Collected data
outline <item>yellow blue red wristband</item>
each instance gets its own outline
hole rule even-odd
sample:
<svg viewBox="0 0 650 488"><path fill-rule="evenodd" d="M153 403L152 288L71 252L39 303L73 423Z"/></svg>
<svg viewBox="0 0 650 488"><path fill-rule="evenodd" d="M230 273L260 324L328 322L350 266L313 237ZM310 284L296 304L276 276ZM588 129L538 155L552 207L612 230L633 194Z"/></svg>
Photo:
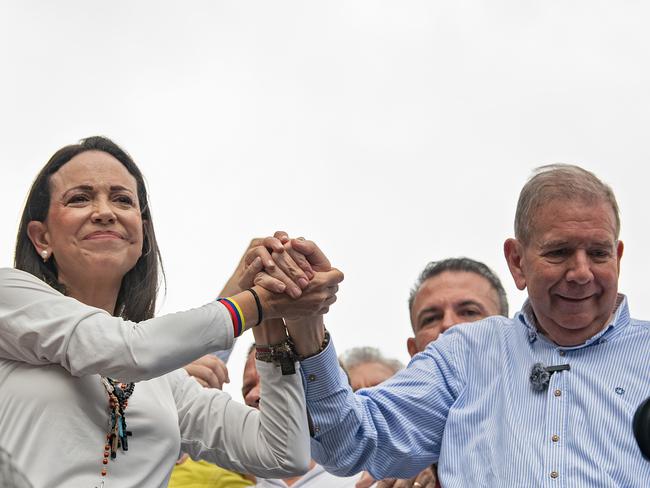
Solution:
<svg viewBox="0 0 650 488"><path fill-rule="evenodd" d="M239 337L246 330L246 318L239 307L239 304L232 298L217 298L230 314L232 320L233 335Z"/></svg>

Task directions: Please print the data above once more, exactly as it appears, with no pictures.

The answer:
outline <item>yellow blue red wristband</item>
each instance gets its own outline
hole rule even-odd
sample:
<svg viewBox="0 0 650 488"><path fill-rule="evenodd" d="M153 403L152 288L71 252L39 303L73 423Z"/></svg>
<svg viewBox="0 0 650 488"><path fill-rule="evenodd" d="M230 273L260 324L328 322L350 266L313 237ZM310 284L296 304L276 276ZM588 129L538 155L552 207L612 230L633 194Z"/></svg>
Photo:
Solution:
<svg viewBox="0 0 650 488"><path fill-rule="evenodd" d="M239 337L246 330L246 318L239 307L239 304L232 298L217 298L230 314L232 320L233 335Z"/></svg>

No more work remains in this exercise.